TO DO -> A word-for-word restatement of every record is required.

Source data
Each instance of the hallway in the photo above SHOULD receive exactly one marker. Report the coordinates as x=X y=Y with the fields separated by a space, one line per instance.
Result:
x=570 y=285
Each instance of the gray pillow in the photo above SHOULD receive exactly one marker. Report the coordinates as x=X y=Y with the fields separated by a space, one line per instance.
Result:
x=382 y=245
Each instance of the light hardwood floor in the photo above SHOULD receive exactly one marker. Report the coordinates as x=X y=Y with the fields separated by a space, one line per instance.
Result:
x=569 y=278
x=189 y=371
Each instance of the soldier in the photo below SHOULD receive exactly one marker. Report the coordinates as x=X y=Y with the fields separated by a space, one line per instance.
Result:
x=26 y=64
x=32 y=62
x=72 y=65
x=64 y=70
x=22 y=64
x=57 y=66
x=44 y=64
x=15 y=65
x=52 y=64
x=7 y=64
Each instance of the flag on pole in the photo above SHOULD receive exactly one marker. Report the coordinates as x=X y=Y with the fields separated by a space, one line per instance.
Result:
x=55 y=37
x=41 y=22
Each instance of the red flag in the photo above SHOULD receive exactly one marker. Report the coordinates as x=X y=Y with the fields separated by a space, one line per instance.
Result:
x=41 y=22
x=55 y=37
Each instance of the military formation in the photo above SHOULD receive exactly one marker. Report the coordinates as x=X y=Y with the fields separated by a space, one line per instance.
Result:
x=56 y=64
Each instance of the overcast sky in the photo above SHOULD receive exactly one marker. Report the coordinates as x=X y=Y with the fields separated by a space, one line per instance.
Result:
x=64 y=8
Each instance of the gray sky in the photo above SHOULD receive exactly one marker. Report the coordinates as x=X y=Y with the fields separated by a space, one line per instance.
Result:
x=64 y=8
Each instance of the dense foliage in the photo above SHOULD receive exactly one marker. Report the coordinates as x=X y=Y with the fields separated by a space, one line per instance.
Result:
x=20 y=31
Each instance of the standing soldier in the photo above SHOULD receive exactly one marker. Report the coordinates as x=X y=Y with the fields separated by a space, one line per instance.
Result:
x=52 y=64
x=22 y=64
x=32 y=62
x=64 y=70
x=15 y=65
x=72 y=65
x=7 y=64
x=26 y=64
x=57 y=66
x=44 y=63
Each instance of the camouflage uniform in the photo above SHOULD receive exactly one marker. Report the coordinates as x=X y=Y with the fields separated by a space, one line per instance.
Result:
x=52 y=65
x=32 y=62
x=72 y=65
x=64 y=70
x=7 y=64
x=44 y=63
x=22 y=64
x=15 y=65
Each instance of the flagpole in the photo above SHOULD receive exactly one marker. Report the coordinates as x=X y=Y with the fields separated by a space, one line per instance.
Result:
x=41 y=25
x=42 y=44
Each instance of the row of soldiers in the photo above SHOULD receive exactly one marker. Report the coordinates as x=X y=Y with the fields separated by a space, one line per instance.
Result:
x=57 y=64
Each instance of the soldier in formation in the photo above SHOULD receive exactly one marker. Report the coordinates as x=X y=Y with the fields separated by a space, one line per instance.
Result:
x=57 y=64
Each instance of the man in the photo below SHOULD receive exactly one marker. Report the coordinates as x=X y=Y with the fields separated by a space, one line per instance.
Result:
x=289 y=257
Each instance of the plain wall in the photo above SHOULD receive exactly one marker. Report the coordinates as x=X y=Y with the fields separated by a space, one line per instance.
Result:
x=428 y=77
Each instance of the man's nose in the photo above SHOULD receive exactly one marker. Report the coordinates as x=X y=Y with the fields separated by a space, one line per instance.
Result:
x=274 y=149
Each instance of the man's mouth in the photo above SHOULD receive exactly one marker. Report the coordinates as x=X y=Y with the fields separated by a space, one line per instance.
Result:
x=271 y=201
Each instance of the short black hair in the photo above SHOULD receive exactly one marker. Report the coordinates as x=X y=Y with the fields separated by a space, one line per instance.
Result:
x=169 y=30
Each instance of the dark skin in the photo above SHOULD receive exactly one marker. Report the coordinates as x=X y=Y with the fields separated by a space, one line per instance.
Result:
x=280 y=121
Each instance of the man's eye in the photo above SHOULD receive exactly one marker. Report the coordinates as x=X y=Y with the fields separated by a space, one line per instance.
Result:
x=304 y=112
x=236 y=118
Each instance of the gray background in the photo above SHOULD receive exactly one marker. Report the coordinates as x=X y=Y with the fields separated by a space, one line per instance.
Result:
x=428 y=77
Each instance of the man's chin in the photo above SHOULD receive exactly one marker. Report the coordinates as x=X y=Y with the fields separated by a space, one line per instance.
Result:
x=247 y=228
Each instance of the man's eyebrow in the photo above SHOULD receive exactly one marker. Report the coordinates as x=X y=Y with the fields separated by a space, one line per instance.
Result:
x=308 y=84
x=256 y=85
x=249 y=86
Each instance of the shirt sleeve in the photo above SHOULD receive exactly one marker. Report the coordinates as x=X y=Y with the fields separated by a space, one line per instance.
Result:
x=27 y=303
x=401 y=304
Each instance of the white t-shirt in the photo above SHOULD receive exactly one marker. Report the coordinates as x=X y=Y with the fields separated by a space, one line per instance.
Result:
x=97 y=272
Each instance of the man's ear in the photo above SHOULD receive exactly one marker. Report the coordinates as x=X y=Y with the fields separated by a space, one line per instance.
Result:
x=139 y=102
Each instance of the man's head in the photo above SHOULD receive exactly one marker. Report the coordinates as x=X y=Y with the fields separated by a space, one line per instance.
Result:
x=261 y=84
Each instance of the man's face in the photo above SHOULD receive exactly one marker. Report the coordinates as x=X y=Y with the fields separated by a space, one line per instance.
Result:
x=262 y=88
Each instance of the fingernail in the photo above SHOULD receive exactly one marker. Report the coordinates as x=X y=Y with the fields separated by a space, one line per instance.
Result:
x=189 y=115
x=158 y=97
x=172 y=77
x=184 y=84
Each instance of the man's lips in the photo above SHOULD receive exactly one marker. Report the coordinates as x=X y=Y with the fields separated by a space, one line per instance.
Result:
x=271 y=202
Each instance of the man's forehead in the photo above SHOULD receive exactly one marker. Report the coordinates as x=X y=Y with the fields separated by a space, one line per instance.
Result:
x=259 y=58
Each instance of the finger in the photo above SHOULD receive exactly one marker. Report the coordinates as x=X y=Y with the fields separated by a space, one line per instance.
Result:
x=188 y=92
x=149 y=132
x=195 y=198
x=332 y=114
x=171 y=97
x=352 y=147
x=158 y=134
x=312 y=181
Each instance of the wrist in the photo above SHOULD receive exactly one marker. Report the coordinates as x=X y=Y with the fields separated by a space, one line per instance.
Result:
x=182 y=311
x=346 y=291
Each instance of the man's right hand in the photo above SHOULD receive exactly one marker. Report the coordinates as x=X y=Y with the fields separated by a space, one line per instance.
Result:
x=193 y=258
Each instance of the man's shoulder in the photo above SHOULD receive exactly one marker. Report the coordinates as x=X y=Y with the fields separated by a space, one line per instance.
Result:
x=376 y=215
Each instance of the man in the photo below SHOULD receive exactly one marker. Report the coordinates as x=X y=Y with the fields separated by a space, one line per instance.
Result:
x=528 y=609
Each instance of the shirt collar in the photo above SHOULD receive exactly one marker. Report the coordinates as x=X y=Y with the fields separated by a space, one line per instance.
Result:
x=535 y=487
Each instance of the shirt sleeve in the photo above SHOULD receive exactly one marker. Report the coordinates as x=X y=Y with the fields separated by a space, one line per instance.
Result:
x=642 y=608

ANSWER ->
Each instance of the hallway in the photo above SHOULD receive exactly one marker. Report the coordinates as x=X y=Y with the fields separated by a space, one line per instance.
Result:
x=570 y=285
Each instance of the gray pillow in the photo above SHOULD receive exactly one marker. Report the coordinates as x=X y=Y with the fields separated by a space, one line per instance.
Result:
x=382 y=245
Each instance of the light hardwood floor in the photo above SHOULD receive exactly one marker. Report the coordinates as x=X y=Y with the fields separated by a space, one line per instance.
Result:
x=569 y=278
x=189 y=371
Each instance of the soldier in the photo below SHOULD receive exactly one marker. Report the coordinates as x=X y=Y with the fields separated by a space, one line per instance.
Result:
x=26 y=64
x=32 y=62
x=72 y=65
x=64 y=70
x=22 y=64
x=57 y=66
x=44 y=64
x=15 y=65
x=52 y=64
x=7 y=64
Each instance of the flag on pole in the photo above SHOULD receive exactly one marker. Report the coordinates as x=X y=Y with the fields separated by a space, one line per instance.
Result:
x=55 y=37
x=41 y=22
Each instance of the red flag in the photo above SHOULD receive exactly one marker. Report the coordinates as x=X y=Y with the fields separated by a space, one line per instance.
Result:
x=41 y=22
x=55 y=37
Each instance of the military formation in the photo above SHOULD receive exactly one marker. Report the coordinates as x=X y=Y with the fields separated by a space, one line per instance.
Result:
x=56 y=64
Each instance of the overcast sky in the photo above SHOULD receive exactly one marker. Report the coordinates as x=X y=Y with the fields separated by a space, one line per instance.
Result:
x=64 y=8
Each instance of the gray sky in the photo above SHOULD receive exactly one marker. Report the coordinates as x=X y=Y with the fields separated by a space, one line per instance.
Result:
x=64 y=8
Each instance of the dense foliage in the photo above SHOULD receive exactly one marker. Report the coordinates as x=X y=Y with the fields separated by a space, one line per instance.
Result:
x=20 y=31
Each instance of the standing soldier in the photo above SHOULD receive exactly one marker. Report the coordinates as x=X y=Y with the fields separated by a space, one line per instance.
Result:
x=52 y=64
x=22 y=64
x=32 y=62
x=64 y=70
x=15 y=65
x=72 y=65
x=7 y=64
x=26 y=64
x=57 y=66
x=44 y=63
Each instance of the camouflage uniform in the photo above SHOULD receive exactly one marker. Report the coordinates as x=X y=Y with the fields separated by a space, one line per instance.
Result:
x=52 y=65
x=32 y=62
x=72 y=65
x=64 y=70
x=7 y=64
x=44 y=63
x=22 y=64
x=15 y=65
Each instance of the flagpole in the photo above SHOULD receive exactly one marker. Report the coordinates as x=X y=Y with the fields separated by a space, one line per instance.
Result:
x=41 y=25
x=42 y=44
Each instance of the row of soldiers in the photo above SHOULD receive exactly one marker. Report the coordinates as x=X y=Y with the fields separated by a space, one line per instance.
Result:
x=57 y=64
Each instance of the soldier in formation in the photo above SHOULD receive exactly one marker. Report the coordinates as x=X y=Y with the fields separated by a space, one line per instance.
Result:
x=57 y=64
Each instance of the man in the photo below SHOULD receive exactly one marker. Report the coordinates as x=X y=Y with the fields separated by a space, one line per instance.
Result:
x=289 y=257
Each instance of the plain wall in the photo above SHOULD receive exactly one marker. Report the coordinates as x=X y=Y with the fields separated by a space, one line per instance.
Result:
x=428 y=77
Each instance of the man's nose in the photo above SHOULD receive exactly one marker. Report the coordinates as x=X y=Y with the fields separated by a space, one line per instance.
Result:
x=274 y=149
Each instance of the man's mouth in the photo above SHOULD receive exactly one marker. Report the coordinates as x=X y=Y with the fields separated by a space, one line per instance.
Result:
x=271 y=201
Each instance of the short black hair in the photo above SHOULD receive exactly one marker. Report the coordinates as x=X y=Y with the fields separated by a space, one line per instance.
Result:
x=169 y=30
Each instance of the dark skin in the photo above SHOULD receive exactly one marker. Report the coordinates as x=X y=Y with the fields separated by a space, one line per instance.
Result:
x=280 y=121
Each instance of the man's eye in the photo above SHOULD receive exactly one marker. Report the coordinates as x=X y=Y with the fields separated by a space, one line per instance.
Result:
x=304 y=112
x=236 y=118
Each instance of the gray background in the photo above SHOULD receive exactly one marker. Report the coordinates as x=X y=Y with the fields separated by a space, one line per instance.
Result:
x=428 y=77
Each instance of the man's chin in the photo above SHOULD receive exactly one marker. Report the coordinates as x=X y=Y with the fields separated by a space, one line per instance.
Result:
x=247 y=228
Each instance of the man's eyebrow in the photo above SHOULD receive exactly one marker. Report the coordinates as x=X y=Y with the fields separated by a space, one line per instance.
Result:
x=308 y=84
x=256 y=85
x=249 y=86
Each instance of the shirt sleeve in the photo above SHOULD receive exactly one marker. Report the coordinates as x=X y=Y with the fields separated by a space, one line per instance.
Result:
x=27 y=303
x=401 y=304
Each instance of the white t-shirt in the photo above SHOULD receive exactly one marker. Report the coordinates as x=X y=Y with the fields separated by a space, one line per instance.
Result:
x=97 y=272
Each instance of the man's ear in the photo above SHOULD receive exactly one marker. Report the coordinates as x=X y=Y with the fields separated by a space, one line per instance.
Result:
x=139 y=102
Each instance of the man's head in the photo above SHOULD receive exactly one marker. Report the coordinates as x=X y=Y with the fields separated by a space, one line per instance.
Result:
x=261 y=84
Each instance of the man's face in the photo above SHOULD receive exactly one marker. Report the coordinates as x=X y=Y with the fields separated by a space, one line per instance.
Result:
x=262 y=88
Each instance of the fingernail in the photo above SHOULD receive exactly one marker. Report the coordinates as x=X y=Y with the fields separated by a space, one line per instance.
Result:
x=189 y=115
x=158 y=97
x=172 y=77
x=184 y=84
Each instance of the man's lips in the photo above SHOULD receive exactly one marker. Report the coordinates as x=X y=Y with the fields separated by a space, one line per instance.
Result:
x=271 y=202
Each instance of the man's forehead in the photo above SHOULD receive exactly one marker. Report the coordinates as x=X y=Y with the fields separated by a space, one line per instance.
Result:
x=259 y=58
Each instance of the finger in the photo above SHOULD receive exactly one marker. Report the coordinates as x=X y=Y with the fields separated by a space, one line per instance.
Result:
x=188 y=92
x=149 y=132
x=195 y=198
x=332 y=114
x=171 y=97
x=352 y=147
x=158 y=134
x=312 y=181
Each instance of the wrist in the photo above SHOULD receive exactly one marker. Report the coordinates as x=X y=Y with the fields separated by a space, one line per instance.
Result:
x=182 y=311
x=346 y=291
Each instance of the man's right hand in the photo above SHOULD receive exactly one marker. Report the coordinates as x=X y=Y with the fields separated by a space, one line per instance.
Result:
x=193 y=258
Each instance of the man's shoulder in the photo above SHOULD receive exactly one marker. Report the coordinates as x=X y=Y with the fields separated by a space, one line per instance.
Result:
x=376 y=215
Each instance of the man in the photo below SHOULD receive exactly one marker. Report the coordinates as x=X y=Y with the fields separated by a space, one line per instance.
Result:
x=528 y=609
Each instance of the shirt collar in the photo above SHOULD receive exactly one marker. Report the coordinates as x=X y=Y with the fields separated by a space, one line per instance.
Result:
x=535 y=487
Each instance of the shirt sleeve in the photo above SHOULD receive exactly one marker. Report the coordinates as x=X y=Y with the fields separated by a space, one line per instance.
Result:
x=642 y=608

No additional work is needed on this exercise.